-- START Reading passage --
Skip to content

v0.3.0

Latest

Choose a tag to compare

@Goldziher Goldziher released this 23 Jun 16:09
· 11 commits to main since this release

First stable release. kreuzcrawl ships a Rust core with active bindings for
Python, TypeScript/Node, Ruby, PHP, Go, Java/JNI, C#, Elixir, WebAssembly,
Dart, Kotlin/Android, Swift, Zig, and C FFI, plus a CLI, an HTTP API, and an
MCP server.

Added

  • Tiered dispatch engine. The crawl engine chains HTTP → Bypass → Browser
    tiers driven by per-attempt signals rather than a single bypass
    short-circuit. Public kreuzcrawl::types::dispatch surface: Tier,
    EscalationStrategy, EscalationReason, AttemptOutcome, RetryDirective,
    RetryPolicy, WafSignal, WafClassifier, DomainStatePort,
    DomainRecommendation, EscalationBudget, and DispatchProfile (dispatch
    enums are #[non_exhaustive]). CrawlConfig::builder() and
    DispatchProfile::builder() provide fluent construction.
  • WAF detection. A TOML fingerprint corpus (rules/waf_fingerprints.toml,
    34 fingerprints) with an Aho-Corasick matcher, TomlClassifier::watch()
-- END Reading passage --
-- START Data segment --
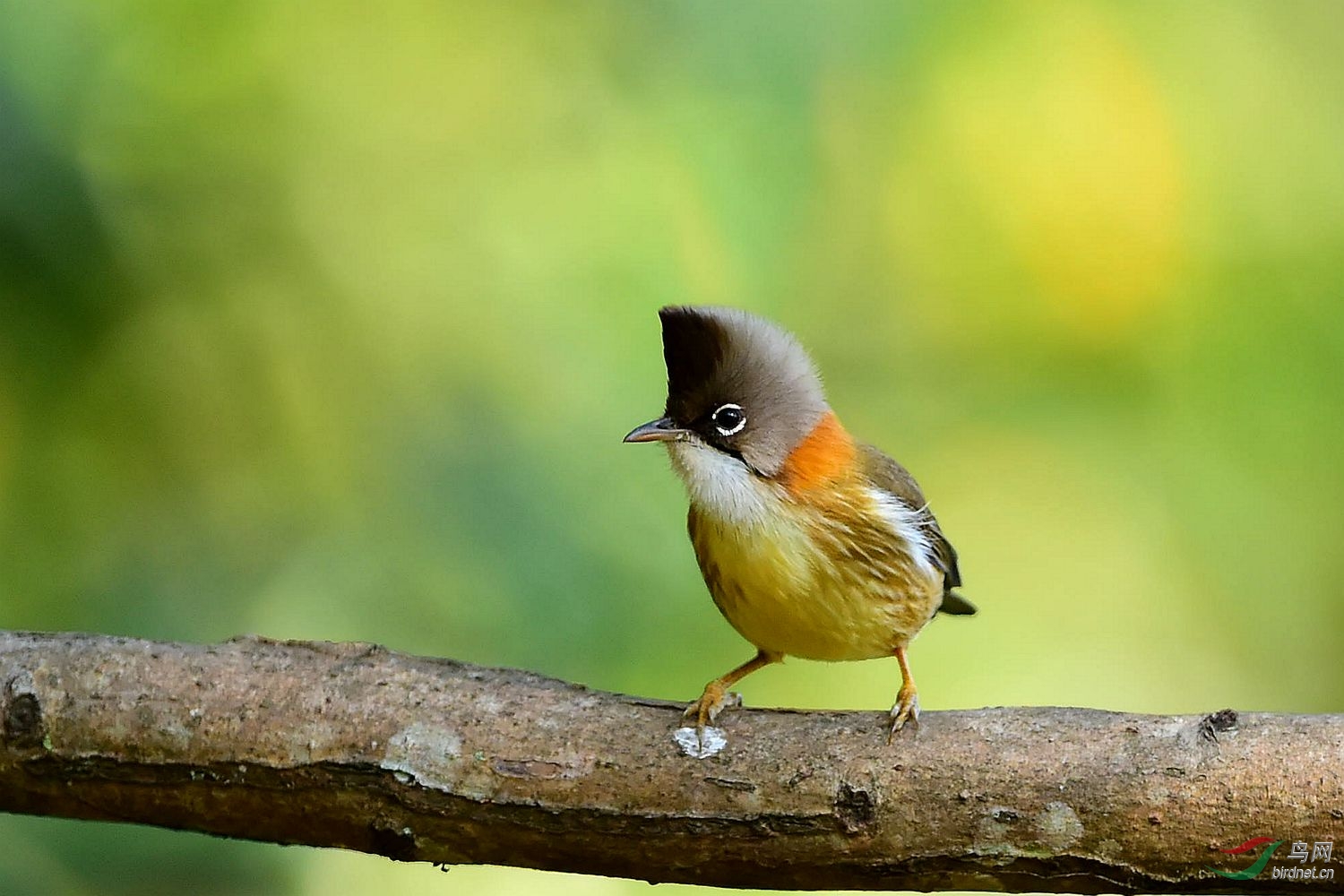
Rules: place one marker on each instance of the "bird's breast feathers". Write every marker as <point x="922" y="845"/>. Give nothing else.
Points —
<point x="836" y="570"/>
-- END Data segment --
> Task: Copy the kreuzcrawl release notes from "First stable release." to "MCP server." word for word.

> Answer below:
First stable release. kreuzcrawl ships a Rust core with active bindings for
Python, TypeScript/Node, Ruby, PHP, Go, Java/JNI, C#, Elixir, WebAssembly,
Dart, Kotlin/Android, Swift, Zig, and C FFI, plus a CLI, an HTTP API, and an
MCP server.